#### EXTRACT TO READ

Anyone wishing to add to, correct or otherwise question or comment on the information below should contact Beth Simmons directly.

Return to Part One

Return to Part Two

Part Three

The Rees Reserve


          Examinations of deeds and biographical sketches of the neighbors help delineate Rees’ collection of farms. Consisting of the majority of tract #234, most of section #242 east of Four-Mile Creek, all of section #233, and most of tract #213 east to Six-Mile Creek, Rees’ east county plantation covered more than 1,000 acres (Map 2)[1].

          The main hill of the farm is the Girard Moraine, left behind by the last glacier to enter Erie County. At Frazier Hill, where Rees built his home, gravel coats the bottom slopes of the clay-rich moraine. Springs erupt where the gravel meets the clay and where the clay meets the Devonian shale bedrock[2]. Marie Stoltz and Ed Knipper showed me the numerous artesian (ever-flowing) springs on the property.[3] Beautiful views of Lake Erie and the sunsets over the lake plain compliment the good soils and water supply on the land Rees chose. Unfortunately winter winds blowing across the lake start their uphill climb at the bottom of the hill. The property is about two miles too far inland to benefit from the lake effect clime.

########
#### STORED DATA

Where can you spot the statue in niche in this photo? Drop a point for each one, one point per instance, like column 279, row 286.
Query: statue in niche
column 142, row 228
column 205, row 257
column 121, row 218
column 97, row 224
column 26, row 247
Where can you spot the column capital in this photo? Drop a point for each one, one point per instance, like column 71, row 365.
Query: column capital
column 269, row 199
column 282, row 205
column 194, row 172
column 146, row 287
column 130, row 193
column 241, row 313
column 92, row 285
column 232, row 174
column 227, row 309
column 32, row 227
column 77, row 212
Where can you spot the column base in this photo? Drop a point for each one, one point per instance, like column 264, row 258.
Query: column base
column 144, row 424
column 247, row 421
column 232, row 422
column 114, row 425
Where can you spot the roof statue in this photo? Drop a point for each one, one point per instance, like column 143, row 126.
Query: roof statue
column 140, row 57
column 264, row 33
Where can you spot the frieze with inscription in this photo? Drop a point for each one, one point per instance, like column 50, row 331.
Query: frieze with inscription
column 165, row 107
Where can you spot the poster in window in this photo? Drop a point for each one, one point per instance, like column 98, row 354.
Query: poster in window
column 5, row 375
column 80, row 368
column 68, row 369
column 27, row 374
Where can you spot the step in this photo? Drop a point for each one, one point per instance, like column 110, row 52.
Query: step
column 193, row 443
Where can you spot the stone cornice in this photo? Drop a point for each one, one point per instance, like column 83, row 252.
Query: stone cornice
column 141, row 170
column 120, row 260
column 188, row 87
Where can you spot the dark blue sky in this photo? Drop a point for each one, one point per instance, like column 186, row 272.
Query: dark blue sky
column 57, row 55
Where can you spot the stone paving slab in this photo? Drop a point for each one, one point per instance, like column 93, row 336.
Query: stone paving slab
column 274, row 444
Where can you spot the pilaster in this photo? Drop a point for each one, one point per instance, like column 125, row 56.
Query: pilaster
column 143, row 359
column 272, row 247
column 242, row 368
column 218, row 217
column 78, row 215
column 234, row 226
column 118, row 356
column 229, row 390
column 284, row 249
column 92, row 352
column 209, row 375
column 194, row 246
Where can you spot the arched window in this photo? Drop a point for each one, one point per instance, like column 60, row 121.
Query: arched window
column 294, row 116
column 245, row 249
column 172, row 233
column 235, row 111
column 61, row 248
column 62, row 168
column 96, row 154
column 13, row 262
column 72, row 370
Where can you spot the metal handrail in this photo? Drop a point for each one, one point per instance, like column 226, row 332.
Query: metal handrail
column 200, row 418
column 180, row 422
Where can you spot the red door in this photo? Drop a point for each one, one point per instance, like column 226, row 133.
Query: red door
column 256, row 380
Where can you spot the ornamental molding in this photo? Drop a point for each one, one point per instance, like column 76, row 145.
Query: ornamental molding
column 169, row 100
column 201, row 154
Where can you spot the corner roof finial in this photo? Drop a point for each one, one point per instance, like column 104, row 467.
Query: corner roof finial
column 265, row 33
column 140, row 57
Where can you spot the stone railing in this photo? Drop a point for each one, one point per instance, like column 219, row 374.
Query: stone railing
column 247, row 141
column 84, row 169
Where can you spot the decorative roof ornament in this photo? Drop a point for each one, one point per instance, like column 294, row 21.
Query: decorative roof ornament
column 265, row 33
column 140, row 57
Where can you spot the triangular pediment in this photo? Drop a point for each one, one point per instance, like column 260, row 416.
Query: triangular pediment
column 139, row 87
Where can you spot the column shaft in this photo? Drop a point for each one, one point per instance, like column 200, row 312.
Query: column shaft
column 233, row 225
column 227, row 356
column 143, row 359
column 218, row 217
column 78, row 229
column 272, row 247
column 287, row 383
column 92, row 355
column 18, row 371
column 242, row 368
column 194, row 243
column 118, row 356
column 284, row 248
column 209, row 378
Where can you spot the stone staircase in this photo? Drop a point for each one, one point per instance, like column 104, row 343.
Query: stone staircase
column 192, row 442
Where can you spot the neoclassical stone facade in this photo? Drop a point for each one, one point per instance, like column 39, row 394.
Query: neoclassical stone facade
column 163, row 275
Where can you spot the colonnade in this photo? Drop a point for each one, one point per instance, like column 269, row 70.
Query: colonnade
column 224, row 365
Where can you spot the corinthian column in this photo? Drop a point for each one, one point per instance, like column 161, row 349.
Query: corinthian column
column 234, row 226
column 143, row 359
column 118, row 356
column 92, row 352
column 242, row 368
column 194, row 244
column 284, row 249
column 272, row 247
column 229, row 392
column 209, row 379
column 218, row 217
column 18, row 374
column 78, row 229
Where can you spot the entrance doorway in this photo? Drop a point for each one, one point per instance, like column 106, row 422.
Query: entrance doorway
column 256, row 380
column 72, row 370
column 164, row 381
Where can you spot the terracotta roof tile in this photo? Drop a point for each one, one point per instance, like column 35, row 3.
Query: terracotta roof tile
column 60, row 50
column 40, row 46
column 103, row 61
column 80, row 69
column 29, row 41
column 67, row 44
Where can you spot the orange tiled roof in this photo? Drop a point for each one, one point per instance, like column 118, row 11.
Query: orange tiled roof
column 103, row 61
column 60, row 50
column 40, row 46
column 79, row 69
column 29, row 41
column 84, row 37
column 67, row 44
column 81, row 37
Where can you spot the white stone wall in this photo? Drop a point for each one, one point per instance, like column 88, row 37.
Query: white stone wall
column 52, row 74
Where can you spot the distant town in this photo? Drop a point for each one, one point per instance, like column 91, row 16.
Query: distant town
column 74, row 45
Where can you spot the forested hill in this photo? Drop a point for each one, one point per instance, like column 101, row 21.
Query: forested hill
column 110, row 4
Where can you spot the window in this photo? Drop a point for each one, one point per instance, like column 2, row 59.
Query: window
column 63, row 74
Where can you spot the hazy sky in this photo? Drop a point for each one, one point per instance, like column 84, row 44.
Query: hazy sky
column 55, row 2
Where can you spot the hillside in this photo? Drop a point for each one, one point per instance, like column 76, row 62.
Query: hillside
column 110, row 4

########

◆ GIVEN PROBLEM 1 ◆
For the passage on the Rees Reserve, decide whether each statement agrees with it: (a) Rees built his home at Frazier Hill; (b) the property lies near enough to the lake to benefit from the lake effect climate; (c) springs occur where the gravel meets the clay. Answer yes or no for each and quote the deciding words.
◆ GIVEN PROBLEM 2 ◆
Carry on the passage on the Rees Reserve, starting after its final sentence.
The records are material separate from the Rees Reserve passage.

◆ WRITTEN REPLY 1 ◆
(a) Yes: "At Frazier Hill, where Rees built his home"
(b) No: "The property is about two miles too far inland to benefit from the lake effect clime."
(c) Yes: "Springs erupt where the gravel meets the clay"

◆ WRITTEN REPLY 2 ◆
          South of the steep Girard moraine, a broad gravel-filled glacial river valley provides excellent soil for the back nine holes of the Gospel Hill Golf Course. More artesian springs feed the present pond on the golf course, which is used to irrigate the greens. South of the valley, an older glacier deposited the Ashtabula Moraine all the way to the bedrock cliff, the Appalachian Escarpment, which bounds the Lake Erie basin on the south.[4]

          The northern border of the Rees farm extended at least as far as to what is now Ridge Parkway. The western boundary abutted Saltsman’s pieces. To the southwest the line paralleled the top of Cooper Road Hill, through the Behrend campus, and along Station Road to east of Hannon Road.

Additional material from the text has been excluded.